• Problema proposto a: No trecho do documento sobre o primeiro Rock in Rio, o que Cazuza cantou no lugar de um trecho da música "Pro Dia Nascer Feliz"?
### Trecho do documento
Rock in Rio

1985, eu fui!

Fãs relembram a primeira edição do evento, em 1985, quando o país vivia a euforia da abertura democrática

Por Alex Bessas
Publicado em 16 de setembro de 2017 | 03:00
 
 
 
normal

Janeiro de 1985. Vivendo 21 anos sob tutela de um regime militar, a sensação do país às vésperas de uma eleição, ainda que indireta, do primeiro presidente civil desde o Golpe de 1964 era de otimismo e esperança. Enquanto em Brasília um colégio eleitoral definia o páreo presidencial, disputado entre o paulista Paulo Maluf e o mineiro Tancredo Neves (1910 – 1985), no Rio de Janeiro era o rock quem dava o tom e o ritmo dos debates de então. Por lá acontecia a polêmica primeira edição do Rock in Rio, celebrado à época como o maior festival de rock do mundo.

Com ressaca pela frustrada campanha pelas eleições diretas – no ano anterior, centenas de milhares de pessoas foram às ruas nas principais capitais do país pedir a aprovação da emenda Dante de Oliveira, que reinstaurava as eleições diretas para presidente, que não foi aprovada – ter um presidente civil era um alento para muitos brasileiros e, claro, essa expectativa contaminou o festival.

“No Brasil, naquela época, a gente respirava política”, rememora Rodrigo Santos, baixista do Barão Vermelho. Naquele 1985, é verdade, ele ainda não integrava a banda, mas aos 24 anos, da plateia, assistiu ao show onde Cazuza mudou trecho da música “Pro Dia Nascer Feliz”, cantando no lugar “pro Brasil nascer feliz”, para celebrar a vitória de Tancredo Neves e o surgimento da Nova República.
######
• Problema proposto b: Por favor, extraia dos registros todas as linhas que contêm a palavra "concrete". Maiúsculas e minúsculas contam.
### Registros de dados
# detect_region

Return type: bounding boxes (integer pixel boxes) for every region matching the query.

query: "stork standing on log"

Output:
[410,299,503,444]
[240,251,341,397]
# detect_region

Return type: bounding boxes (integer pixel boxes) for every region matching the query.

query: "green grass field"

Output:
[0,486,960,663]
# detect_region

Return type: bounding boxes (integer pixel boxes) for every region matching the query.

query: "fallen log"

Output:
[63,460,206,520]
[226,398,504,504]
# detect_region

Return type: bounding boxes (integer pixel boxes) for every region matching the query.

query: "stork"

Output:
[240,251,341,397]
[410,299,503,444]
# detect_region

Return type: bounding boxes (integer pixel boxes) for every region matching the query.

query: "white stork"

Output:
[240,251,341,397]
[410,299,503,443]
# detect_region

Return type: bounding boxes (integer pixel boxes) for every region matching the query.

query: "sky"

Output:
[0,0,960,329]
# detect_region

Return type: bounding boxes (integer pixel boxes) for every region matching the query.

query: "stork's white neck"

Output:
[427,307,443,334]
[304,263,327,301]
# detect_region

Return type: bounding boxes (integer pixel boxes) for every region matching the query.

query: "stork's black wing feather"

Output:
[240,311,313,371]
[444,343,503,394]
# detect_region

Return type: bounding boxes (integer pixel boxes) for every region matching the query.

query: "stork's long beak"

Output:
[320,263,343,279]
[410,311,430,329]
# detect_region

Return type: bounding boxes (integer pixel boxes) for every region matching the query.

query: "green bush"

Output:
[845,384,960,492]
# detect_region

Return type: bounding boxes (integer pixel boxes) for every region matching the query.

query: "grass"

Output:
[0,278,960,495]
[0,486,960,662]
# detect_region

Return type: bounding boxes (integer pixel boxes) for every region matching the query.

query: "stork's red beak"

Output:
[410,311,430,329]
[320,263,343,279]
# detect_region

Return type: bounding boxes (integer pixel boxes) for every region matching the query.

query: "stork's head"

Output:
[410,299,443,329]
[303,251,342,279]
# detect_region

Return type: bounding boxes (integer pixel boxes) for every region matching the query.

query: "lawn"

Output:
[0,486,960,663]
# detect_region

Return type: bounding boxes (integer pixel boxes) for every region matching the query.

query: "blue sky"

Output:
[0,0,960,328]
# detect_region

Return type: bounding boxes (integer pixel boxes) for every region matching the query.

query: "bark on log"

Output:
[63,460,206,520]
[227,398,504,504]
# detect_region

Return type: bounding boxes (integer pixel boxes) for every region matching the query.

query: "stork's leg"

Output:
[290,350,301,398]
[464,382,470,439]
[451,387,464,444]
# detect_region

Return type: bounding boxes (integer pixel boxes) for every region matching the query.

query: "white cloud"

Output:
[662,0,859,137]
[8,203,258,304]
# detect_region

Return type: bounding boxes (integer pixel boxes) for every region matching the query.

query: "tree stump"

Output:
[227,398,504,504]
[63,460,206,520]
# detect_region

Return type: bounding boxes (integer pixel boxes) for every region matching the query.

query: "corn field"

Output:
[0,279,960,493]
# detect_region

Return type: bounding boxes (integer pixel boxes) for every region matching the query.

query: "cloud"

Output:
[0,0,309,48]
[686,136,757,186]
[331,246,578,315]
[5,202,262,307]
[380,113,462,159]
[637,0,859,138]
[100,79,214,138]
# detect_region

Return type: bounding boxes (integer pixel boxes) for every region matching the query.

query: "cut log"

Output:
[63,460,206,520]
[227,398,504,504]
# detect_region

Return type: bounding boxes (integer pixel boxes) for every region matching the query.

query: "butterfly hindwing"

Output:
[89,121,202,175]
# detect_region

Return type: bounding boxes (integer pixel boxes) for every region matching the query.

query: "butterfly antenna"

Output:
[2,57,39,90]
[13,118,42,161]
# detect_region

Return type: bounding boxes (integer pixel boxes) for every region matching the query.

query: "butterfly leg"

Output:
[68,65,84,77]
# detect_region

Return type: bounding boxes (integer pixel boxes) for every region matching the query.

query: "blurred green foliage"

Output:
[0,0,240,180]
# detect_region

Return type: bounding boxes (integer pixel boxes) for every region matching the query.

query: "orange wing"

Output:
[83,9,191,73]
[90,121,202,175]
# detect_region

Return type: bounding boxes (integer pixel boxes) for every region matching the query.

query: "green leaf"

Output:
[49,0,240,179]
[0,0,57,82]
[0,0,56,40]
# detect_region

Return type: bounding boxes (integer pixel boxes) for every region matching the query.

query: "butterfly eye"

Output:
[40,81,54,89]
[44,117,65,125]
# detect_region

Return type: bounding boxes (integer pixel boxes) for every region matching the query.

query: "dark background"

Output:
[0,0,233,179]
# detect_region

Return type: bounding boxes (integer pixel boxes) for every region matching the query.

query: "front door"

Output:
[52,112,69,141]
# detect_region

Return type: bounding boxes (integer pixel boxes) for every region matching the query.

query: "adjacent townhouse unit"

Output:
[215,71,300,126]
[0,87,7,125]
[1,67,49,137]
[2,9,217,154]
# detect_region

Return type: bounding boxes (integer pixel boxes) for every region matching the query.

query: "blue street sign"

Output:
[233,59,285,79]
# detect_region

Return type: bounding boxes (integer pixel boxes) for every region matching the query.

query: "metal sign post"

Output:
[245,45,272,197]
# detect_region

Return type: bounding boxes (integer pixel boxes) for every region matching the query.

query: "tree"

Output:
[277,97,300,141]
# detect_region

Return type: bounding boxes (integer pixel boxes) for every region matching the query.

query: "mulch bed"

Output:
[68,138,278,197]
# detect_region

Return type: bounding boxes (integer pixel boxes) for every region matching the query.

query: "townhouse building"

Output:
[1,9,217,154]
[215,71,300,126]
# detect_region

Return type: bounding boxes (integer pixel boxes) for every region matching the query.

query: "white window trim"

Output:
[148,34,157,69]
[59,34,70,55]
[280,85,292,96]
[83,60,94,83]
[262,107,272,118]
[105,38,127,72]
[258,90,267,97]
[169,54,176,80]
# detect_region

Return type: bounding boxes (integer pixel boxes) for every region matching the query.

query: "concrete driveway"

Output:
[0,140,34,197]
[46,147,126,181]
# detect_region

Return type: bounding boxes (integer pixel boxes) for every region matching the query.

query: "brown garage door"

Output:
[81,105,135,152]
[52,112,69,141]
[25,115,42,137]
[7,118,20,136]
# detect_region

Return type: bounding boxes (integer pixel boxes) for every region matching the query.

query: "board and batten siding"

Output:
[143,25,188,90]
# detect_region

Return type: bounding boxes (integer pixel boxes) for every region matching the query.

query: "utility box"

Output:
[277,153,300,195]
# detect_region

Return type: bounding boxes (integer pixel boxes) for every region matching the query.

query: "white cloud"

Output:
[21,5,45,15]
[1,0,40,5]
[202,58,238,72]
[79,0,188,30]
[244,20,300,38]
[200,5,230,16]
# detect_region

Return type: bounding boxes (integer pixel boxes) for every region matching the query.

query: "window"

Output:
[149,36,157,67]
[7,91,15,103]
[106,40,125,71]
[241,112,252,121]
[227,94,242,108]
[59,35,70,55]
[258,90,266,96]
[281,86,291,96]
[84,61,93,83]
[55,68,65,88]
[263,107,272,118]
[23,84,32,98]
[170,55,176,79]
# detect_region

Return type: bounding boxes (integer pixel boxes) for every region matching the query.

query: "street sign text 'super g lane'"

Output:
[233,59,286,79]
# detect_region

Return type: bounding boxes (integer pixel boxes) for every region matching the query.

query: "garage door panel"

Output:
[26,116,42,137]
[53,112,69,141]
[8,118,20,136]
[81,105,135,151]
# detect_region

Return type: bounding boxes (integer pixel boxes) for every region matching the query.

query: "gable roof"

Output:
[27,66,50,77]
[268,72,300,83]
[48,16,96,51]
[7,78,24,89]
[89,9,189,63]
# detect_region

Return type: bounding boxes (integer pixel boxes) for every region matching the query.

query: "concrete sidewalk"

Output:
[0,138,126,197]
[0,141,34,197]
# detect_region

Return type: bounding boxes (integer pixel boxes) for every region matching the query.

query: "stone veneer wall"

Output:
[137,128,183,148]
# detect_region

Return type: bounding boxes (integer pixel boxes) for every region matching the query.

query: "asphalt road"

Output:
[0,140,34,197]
######
• Resposta final a: Cazuza cantou "pro Brasil nascer feliz".

• Resposta final b:
query: "concrete driveway"
query: "concrete sidewalk"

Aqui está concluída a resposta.